Pull out every line of the data below that contains the word "green" and copy each one out.

Pointing data -
+++

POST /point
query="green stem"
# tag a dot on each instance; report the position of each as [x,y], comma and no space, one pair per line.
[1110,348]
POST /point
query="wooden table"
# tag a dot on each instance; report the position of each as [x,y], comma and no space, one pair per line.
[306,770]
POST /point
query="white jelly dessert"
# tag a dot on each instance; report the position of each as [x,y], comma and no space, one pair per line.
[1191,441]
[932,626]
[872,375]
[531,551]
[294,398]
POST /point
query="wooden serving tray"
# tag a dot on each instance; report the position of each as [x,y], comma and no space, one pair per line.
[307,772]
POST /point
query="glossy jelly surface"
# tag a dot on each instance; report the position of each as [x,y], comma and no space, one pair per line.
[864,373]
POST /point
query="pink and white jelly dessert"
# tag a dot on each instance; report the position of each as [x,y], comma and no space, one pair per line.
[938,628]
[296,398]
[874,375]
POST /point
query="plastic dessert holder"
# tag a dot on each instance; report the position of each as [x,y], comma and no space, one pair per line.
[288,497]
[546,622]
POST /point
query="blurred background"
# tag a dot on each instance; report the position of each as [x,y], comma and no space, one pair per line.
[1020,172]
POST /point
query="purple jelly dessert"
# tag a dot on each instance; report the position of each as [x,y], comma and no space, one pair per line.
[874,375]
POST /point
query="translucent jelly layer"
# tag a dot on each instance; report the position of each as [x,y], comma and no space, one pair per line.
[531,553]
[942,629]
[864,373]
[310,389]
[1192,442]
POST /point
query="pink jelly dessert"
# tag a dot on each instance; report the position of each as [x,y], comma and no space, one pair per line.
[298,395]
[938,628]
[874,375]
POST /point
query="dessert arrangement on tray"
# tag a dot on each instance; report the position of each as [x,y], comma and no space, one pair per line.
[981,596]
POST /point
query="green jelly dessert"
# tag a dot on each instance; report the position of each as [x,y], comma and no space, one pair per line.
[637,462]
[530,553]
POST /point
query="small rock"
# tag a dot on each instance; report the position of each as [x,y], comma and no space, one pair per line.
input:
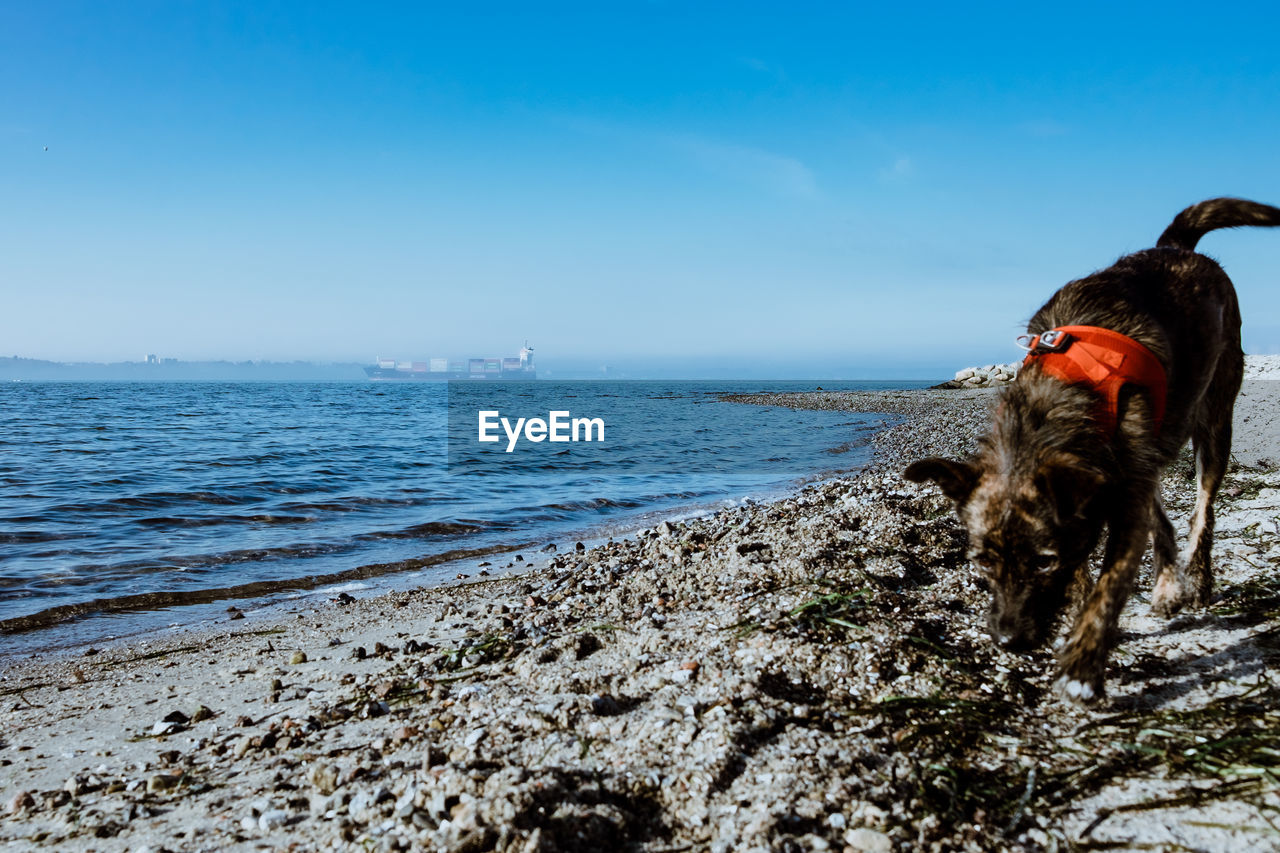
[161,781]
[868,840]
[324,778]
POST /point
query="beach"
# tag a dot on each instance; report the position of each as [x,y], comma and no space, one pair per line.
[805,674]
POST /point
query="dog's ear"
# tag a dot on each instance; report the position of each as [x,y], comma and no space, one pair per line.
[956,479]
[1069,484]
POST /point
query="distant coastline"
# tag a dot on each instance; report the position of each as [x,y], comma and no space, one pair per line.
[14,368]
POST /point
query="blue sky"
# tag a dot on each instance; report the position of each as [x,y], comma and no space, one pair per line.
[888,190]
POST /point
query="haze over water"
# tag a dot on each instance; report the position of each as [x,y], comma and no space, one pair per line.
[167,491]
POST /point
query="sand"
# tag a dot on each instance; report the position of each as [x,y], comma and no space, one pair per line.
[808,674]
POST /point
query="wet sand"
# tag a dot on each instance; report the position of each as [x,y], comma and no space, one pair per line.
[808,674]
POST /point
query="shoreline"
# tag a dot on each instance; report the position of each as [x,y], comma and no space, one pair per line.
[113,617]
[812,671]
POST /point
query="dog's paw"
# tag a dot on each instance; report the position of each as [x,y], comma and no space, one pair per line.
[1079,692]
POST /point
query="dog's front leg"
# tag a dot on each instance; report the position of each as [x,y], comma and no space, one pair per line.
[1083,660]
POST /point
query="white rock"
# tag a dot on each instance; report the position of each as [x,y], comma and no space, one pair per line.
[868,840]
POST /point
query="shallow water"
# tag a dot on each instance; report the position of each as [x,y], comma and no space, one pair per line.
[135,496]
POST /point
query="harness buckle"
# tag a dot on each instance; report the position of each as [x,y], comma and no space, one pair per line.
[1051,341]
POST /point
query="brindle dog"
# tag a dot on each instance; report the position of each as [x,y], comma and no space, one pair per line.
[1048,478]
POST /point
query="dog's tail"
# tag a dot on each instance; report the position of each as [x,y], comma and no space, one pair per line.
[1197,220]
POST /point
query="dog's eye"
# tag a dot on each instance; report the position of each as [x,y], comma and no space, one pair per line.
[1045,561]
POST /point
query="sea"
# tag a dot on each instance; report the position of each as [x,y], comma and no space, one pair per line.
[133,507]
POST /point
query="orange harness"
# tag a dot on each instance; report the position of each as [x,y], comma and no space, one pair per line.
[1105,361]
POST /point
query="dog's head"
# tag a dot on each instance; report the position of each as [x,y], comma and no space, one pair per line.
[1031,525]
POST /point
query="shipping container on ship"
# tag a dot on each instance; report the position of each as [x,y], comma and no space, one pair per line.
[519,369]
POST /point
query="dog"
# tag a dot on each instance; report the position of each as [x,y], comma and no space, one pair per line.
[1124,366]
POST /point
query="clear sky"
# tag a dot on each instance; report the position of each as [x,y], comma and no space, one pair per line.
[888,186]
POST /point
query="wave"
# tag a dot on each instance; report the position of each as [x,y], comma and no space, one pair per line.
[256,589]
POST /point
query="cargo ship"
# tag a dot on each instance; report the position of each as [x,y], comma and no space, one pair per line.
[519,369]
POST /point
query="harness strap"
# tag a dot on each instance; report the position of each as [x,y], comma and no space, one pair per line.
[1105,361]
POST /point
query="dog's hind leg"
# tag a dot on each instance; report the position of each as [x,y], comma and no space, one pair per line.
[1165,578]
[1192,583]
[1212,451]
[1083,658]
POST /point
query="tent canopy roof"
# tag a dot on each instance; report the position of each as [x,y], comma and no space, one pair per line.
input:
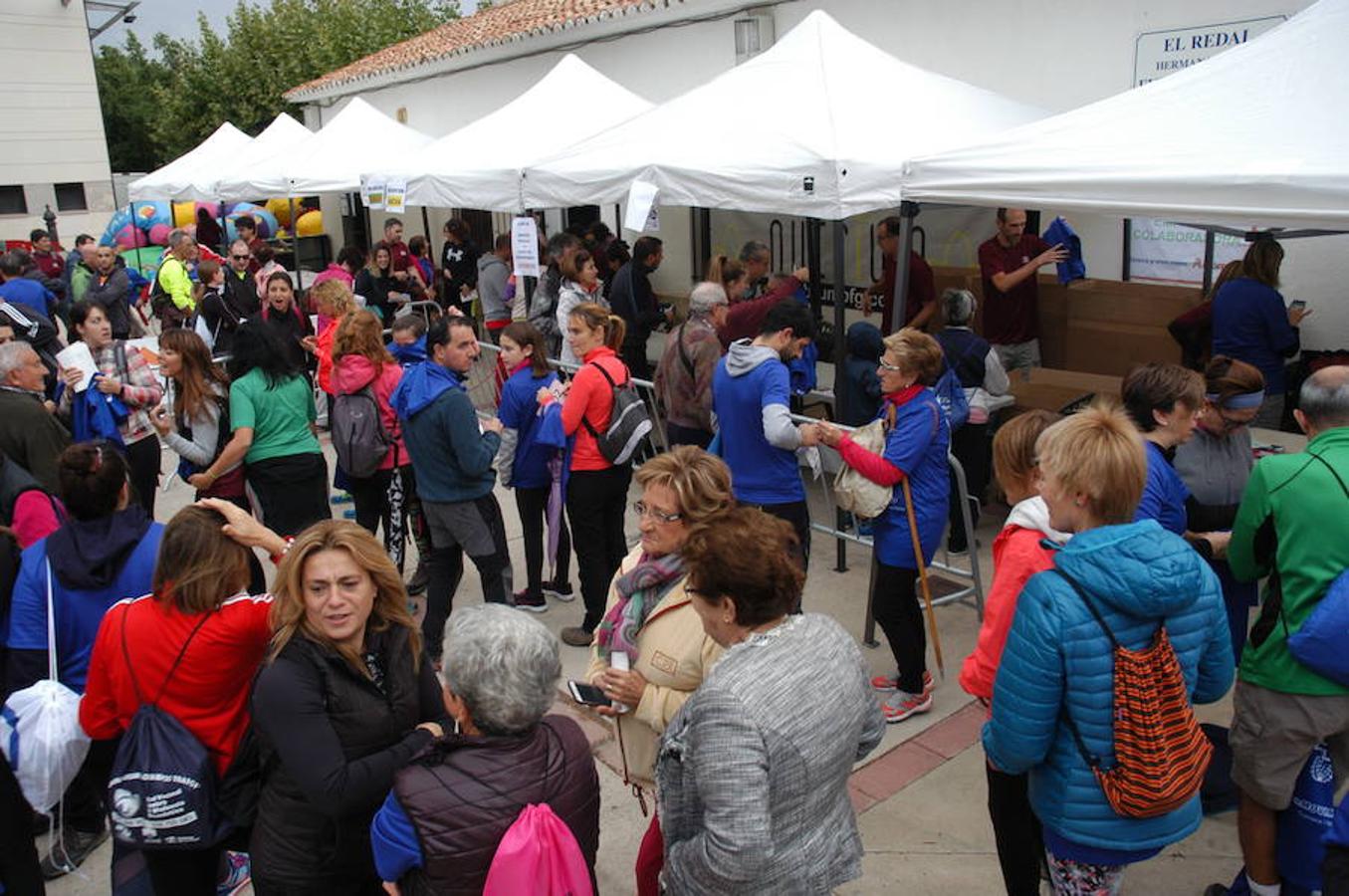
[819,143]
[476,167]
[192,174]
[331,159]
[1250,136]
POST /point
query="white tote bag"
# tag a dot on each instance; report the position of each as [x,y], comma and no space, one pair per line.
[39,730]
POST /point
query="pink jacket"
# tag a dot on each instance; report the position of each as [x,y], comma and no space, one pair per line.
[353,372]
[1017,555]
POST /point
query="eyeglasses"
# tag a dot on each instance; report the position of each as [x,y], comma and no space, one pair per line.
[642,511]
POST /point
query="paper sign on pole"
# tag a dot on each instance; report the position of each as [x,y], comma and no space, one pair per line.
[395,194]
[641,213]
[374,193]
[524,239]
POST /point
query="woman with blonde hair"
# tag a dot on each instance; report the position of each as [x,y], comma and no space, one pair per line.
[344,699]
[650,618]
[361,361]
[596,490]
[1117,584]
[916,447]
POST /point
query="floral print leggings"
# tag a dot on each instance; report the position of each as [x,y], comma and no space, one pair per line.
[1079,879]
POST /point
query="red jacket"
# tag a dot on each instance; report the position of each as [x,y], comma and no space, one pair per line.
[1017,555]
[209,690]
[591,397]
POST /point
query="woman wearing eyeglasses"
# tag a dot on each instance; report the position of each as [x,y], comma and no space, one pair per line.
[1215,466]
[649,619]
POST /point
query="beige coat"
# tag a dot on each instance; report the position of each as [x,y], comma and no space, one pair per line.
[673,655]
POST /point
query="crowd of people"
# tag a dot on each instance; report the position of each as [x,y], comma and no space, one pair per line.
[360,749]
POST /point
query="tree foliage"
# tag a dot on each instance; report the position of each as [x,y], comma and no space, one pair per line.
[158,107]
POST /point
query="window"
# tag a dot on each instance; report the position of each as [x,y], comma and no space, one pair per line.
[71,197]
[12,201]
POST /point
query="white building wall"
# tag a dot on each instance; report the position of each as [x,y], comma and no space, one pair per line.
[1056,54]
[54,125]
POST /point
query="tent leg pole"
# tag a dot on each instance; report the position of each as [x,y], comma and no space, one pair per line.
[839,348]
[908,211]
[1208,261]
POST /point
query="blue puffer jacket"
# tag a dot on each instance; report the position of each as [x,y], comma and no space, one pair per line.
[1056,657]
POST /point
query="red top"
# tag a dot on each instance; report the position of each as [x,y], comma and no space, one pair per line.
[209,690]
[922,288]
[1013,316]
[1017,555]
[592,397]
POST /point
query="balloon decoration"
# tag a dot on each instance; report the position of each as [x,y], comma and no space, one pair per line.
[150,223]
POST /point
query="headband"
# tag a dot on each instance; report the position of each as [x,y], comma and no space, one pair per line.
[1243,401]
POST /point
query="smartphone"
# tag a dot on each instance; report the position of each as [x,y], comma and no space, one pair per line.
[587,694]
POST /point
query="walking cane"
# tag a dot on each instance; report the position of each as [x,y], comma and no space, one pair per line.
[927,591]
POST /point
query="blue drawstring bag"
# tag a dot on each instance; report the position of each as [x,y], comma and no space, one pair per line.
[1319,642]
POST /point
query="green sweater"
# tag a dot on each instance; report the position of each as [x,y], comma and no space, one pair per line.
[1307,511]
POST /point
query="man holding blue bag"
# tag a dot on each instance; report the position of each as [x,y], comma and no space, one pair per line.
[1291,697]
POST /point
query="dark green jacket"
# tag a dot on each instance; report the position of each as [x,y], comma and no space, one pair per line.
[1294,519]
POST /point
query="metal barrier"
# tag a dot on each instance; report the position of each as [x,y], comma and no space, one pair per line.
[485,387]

+++

Task solution -
query="green stem"
query="green jelly dessert"
query="green sweater"
query="dark green jacket"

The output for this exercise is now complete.